WHAT THE EXERCISE ASKS: Starting at the line that contains "the green foliage", restate every line word for word through the end of the entries.

INPUT DATA Start Marker

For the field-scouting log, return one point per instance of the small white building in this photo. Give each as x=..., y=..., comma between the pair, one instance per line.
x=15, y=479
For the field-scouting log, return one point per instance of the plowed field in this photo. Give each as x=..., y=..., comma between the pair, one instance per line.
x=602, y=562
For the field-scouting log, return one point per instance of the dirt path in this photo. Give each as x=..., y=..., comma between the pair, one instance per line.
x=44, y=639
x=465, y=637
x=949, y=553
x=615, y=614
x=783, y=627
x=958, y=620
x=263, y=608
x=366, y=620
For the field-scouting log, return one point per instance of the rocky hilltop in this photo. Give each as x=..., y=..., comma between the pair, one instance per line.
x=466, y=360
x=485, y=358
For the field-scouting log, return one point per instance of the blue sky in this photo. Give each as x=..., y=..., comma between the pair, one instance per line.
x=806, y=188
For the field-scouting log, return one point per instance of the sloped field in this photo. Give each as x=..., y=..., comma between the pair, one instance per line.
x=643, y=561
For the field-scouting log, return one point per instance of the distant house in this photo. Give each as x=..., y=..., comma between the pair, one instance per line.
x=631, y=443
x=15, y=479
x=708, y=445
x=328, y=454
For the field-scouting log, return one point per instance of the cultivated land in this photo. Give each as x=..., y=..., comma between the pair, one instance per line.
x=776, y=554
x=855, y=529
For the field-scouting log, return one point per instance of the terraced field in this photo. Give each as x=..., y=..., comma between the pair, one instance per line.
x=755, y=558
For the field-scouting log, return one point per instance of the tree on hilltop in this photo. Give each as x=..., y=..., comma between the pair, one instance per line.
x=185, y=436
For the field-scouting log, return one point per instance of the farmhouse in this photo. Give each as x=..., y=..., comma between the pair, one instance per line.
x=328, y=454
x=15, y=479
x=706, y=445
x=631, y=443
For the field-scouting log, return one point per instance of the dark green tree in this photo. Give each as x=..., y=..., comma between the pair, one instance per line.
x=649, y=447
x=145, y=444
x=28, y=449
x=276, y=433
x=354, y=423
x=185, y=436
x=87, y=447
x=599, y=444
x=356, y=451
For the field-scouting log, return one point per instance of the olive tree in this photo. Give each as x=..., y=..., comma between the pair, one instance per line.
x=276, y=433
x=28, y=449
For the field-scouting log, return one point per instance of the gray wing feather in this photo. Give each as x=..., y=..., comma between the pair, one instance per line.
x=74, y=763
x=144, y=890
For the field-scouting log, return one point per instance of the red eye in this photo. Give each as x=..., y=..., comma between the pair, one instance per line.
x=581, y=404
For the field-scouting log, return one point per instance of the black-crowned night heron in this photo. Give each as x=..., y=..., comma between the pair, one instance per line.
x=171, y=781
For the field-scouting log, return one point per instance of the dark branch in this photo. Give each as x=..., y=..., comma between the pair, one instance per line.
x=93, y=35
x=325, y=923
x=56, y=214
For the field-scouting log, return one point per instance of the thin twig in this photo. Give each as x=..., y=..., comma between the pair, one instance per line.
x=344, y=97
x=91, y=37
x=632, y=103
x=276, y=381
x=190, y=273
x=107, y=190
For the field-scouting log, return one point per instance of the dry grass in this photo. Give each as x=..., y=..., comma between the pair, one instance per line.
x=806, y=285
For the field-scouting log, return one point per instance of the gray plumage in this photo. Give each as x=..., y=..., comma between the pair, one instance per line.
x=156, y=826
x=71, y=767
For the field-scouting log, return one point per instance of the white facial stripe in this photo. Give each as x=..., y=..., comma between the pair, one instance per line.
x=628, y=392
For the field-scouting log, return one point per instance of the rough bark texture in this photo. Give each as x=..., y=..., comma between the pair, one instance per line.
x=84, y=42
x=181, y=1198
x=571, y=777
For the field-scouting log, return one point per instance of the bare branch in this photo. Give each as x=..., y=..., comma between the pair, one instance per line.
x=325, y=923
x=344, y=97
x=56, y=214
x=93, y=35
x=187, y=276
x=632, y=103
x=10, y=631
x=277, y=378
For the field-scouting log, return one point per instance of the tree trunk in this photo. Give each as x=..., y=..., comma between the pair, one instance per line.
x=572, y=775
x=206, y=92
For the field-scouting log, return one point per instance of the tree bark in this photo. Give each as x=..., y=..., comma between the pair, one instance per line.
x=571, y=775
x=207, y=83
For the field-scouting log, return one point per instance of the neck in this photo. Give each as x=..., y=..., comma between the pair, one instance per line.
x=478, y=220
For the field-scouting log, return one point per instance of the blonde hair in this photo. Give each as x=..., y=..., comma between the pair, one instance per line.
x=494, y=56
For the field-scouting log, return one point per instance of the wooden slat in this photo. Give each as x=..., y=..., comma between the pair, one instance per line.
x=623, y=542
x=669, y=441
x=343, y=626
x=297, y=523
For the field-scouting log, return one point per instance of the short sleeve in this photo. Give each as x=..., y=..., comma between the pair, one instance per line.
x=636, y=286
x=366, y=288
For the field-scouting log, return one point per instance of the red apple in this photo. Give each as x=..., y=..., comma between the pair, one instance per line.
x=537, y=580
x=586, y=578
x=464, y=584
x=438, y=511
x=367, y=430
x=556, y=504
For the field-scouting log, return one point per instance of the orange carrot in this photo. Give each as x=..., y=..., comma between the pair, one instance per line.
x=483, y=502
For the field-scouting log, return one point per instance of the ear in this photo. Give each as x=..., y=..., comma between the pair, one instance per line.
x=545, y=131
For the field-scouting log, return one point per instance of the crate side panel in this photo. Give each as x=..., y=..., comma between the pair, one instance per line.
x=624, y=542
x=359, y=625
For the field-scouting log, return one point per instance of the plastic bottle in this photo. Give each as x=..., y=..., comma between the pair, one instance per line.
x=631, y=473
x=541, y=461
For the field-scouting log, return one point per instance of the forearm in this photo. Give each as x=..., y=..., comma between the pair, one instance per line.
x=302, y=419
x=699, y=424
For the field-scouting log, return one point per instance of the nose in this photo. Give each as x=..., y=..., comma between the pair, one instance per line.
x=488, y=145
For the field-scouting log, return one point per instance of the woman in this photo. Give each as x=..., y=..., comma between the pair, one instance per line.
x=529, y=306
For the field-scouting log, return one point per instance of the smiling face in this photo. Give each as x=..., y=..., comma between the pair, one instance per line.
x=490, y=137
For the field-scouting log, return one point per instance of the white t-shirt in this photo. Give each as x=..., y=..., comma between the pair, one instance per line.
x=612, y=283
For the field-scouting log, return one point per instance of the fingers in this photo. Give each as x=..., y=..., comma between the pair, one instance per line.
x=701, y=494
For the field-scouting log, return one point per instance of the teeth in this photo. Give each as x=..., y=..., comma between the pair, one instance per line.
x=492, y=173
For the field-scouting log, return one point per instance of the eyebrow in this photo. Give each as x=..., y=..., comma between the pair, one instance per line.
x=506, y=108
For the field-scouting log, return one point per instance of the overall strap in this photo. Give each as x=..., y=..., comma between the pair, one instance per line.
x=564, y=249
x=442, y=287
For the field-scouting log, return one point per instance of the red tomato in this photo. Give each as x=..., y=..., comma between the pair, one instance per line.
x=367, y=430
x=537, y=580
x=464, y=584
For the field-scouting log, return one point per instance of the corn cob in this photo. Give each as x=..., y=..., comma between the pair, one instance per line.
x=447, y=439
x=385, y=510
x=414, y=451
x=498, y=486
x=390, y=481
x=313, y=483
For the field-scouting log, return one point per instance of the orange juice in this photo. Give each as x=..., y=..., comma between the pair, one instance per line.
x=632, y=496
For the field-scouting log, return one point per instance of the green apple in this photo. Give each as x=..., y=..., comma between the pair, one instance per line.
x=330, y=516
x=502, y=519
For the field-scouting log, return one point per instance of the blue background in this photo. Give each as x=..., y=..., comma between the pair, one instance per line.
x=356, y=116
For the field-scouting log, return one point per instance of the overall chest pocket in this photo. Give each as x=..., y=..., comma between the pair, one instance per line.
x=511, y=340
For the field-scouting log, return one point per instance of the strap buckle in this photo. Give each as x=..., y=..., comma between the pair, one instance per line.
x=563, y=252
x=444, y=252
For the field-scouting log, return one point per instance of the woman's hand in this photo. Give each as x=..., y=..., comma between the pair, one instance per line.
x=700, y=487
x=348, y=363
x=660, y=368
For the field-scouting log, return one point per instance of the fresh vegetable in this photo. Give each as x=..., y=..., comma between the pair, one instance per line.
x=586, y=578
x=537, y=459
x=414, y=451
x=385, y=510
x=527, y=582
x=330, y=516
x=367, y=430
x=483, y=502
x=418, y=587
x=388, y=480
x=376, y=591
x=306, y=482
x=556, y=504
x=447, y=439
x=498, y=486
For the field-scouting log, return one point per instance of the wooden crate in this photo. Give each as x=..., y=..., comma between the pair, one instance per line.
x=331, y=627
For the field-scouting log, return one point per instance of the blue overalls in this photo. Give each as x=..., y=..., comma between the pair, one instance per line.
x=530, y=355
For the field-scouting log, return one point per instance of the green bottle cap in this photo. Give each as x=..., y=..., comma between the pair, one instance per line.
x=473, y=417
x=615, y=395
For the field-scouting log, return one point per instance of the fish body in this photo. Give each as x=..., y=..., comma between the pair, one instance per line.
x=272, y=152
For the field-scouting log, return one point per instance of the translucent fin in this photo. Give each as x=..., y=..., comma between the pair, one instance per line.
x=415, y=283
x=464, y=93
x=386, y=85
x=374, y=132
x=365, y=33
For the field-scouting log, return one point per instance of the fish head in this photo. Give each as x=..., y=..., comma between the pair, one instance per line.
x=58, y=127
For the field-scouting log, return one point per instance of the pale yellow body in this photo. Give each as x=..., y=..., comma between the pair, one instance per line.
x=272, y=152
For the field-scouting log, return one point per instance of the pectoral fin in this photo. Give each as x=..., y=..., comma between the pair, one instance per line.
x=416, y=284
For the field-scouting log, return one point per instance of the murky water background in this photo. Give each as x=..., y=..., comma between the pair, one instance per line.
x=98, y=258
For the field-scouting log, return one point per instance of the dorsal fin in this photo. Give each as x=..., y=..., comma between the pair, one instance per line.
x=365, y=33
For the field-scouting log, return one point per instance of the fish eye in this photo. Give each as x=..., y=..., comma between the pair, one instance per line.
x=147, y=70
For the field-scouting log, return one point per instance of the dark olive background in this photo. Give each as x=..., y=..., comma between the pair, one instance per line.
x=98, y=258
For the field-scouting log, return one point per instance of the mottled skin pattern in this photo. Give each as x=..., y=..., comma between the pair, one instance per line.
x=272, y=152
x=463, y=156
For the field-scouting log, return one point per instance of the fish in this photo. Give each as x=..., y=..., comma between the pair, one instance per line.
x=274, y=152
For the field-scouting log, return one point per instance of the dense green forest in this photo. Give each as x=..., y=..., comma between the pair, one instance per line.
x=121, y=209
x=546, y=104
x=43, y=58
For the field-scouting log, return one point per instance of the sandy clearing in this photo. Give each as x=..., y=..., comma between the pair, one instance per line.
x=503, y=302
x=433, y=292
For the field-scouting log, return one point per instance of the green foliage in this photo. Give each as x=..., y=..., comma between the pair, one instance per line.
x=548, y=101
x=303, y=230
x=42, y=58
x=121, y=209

INPUT DATA End Marker

TASK RESULT:
For the field-scouting log, return one point per instance of the green foliage in this photo. Give each as x=..., y=..., comma between the pair, one instance per line.
x=548, y=101
x=303, y=230
x=42, y=58
x=121, y=209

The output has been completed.